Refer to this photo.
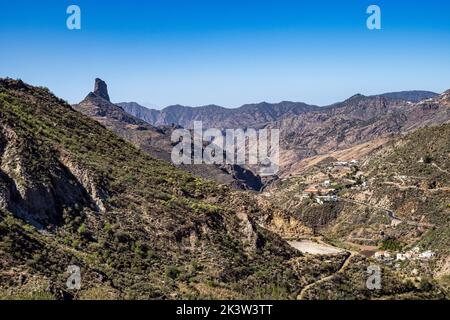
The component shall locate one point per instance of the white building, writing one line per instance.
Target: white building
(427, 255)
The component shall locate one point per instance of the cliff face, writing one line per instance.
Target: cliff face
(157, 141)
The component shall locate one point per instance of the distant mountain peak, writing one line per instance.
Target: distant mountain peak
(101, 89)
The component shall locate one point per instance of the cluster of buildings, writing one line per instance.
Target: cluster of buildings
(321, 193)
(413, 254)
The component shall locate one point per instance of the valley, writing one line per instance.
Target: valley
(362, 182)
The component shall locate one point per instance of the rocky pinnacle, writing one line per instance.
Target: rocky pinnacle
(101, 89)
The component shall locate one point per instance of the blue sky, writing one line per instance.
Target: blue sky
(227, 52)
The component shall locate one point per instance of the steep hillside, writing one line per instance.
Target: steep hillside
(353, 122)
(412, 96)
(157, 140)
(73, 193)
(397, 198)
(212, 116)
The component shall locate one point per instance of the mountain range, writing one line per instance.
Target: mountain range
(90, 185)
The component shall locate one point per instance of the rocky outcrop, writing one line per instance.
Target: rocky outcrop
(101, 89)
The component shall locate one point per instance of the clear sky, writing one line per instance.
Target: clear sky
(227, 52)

--------------------

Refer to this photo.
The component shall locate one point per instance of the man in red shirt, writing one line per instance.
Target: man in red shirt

--------------------

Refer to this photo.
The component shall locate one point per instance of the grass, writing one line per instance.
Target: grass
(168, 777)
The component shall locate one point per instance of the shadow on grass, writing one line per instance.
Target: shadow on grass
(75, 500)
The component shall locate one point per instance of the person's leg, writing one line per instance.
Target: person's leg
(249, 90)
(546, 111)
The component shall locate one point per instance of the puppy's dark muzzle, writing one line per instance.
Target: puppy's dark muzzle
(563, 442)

--------------------

■ Your assignment
Produce only the lines from the line containing "The component shall locate one point per instance of the man" through the line containing "Target: man in red shirt", inclusive of both, exactly as they stand in the entries above.

■ Answer space
The component shall locate one point per instance of the man in red shirt, writing one line per instance.
Target: man in red shirt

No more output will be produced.